# [Text segment]
Your Real Work
Mortimer Adler wrote:
"Men have dreamed of a golden age in
the past when the world was young and everything needed for the support of life
existed in profusion."
Men have also dreamed of the return of such a golden age
in the future.
Some have called for a utopian ideal established by government
or some other power or technology, and even many of the anti-utopians have
encouraged a golden-age ushered in by increased freedom.
The common
characteristic of most such dreams is the end of work, the lifting of the
requirement that "the sweat of our brow" is necessary to have the basics of
life.
Virgil put it this way:
Fields
knew no taming hand of husbandmen....
They
gathered, and the earth of her own will
All
things more freely, no man bidding, bore.
Keynes, in a stroke of insight, noted that such a utopian
dream doesn't mesh well with human nature.
When any group of people is truly
freed from any requirement to work, the members of such a group tend to
decrease in happiness.

# [Task prompt]
Extend the essay on work and the dream of a golden age, picking up after its final sentence about people freed from work becoming less happy.

# [Dataset extract]

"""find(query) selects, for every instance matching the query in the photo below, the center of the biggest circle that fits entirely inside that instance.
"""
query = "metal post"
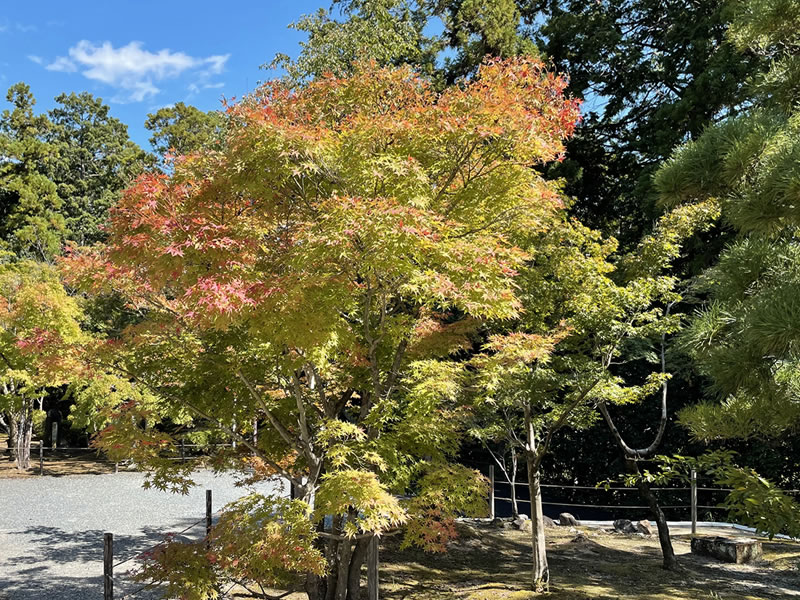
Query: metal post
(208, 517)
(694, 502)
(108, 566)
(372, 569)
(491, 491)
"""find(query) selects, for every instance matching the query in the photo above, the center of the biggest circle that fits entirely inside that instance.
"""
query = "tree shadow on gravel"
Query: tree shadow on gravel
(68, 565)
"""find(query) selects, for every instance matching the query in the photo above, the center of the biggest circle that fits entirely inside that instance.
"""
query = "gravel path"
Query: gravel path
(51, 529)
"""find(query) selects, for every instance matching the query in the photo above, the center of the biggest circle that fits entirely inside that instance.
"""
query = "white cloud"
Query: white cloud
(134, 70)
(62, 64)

# [Exercise response]
Depression, he pointed out, is a disease of affluent
societies--seldom of those working hard to eke out a living.
People need to do
things in order to feel good, whether they do things by choice or necessity.
Aristotle taught long ago that humans are made to work, and
that even in the absence of work we are made more for constructive leisure than
mere play or passive entertainment.
Consider what you would do with your time if you had no need
to spend it making a living--not what you would do for fun (though this is a
good question too), but what you would do for work.
This is a truly great
question. Whatever your answer, it's probably time to start doing it.